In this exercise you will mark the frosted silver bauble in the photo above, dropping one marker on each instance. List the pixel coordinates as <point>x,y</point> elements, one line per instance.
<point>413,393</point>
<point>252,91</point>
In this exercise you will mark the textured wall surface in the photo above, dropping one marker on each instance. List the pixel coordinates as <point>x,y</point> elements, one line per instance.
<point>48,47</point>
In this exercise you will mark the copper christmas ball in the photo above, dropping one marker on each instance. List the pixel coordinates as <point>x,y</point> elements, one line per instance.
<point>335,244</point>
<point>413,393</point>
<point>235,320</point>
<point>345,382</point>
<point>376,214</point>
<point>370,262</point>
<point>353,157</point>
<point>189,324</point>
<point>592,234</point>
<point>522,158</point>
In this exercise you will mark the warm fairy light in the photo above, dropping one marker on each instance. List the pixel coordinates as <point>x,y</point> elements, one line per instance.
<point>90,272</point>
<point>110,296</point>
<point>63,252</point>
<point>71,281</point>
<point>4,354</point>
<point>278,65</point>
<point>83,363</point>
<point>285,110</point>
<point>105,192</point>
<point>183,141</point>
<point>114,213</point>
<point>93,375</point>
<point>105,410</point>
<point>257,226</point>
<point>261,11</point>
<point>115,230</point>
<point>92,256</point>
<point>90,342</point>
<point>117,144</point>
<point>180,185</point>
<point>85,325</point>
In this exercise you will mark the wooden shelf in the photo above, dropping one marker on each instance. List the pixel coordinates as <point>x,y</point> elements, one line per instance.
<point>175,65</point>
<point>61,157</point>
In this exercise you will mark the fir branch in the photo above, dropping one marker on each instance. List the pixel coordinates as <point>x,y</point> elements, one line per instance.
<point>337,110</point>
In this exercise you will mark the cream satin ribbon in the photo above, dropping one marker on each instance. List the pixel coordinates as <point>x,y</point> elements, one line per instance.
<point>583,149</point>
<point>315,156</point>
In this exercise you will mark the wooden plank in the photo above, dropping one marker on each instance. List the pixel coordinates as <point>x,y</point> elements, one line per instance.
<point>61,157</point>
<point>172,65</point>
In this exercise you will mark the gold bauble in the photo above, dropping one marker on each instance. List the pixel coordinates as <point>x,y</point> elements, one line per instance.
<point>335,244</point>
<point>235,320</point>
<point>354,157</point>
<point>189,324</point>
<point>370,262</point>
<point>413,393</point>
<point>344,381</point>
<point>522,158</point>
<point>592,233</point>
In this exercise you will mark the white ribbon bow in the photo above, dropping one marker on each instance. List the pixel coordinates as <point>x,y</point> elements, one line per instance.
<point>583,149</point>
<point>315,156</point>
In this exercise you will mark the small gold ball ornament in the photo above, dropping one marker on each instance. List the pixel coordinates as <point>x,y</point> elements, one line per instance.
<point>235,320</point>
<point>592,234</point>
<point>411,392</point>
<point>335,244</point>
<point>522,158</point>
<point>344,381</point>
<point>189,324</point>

TASK OBJECTIVE
Repeat the data verbatim, starting at the first line and ending with the line that contains "<point>252,91</point>".

CORRECT ANSWER
In this exercise you will mark the frosted silver bauble in the photo above, dropping one marker on each instance. List the pixel coordinates as <point>x,y</point> elements, one line per instance.
<point>413,393</point>
<point>252,91</point>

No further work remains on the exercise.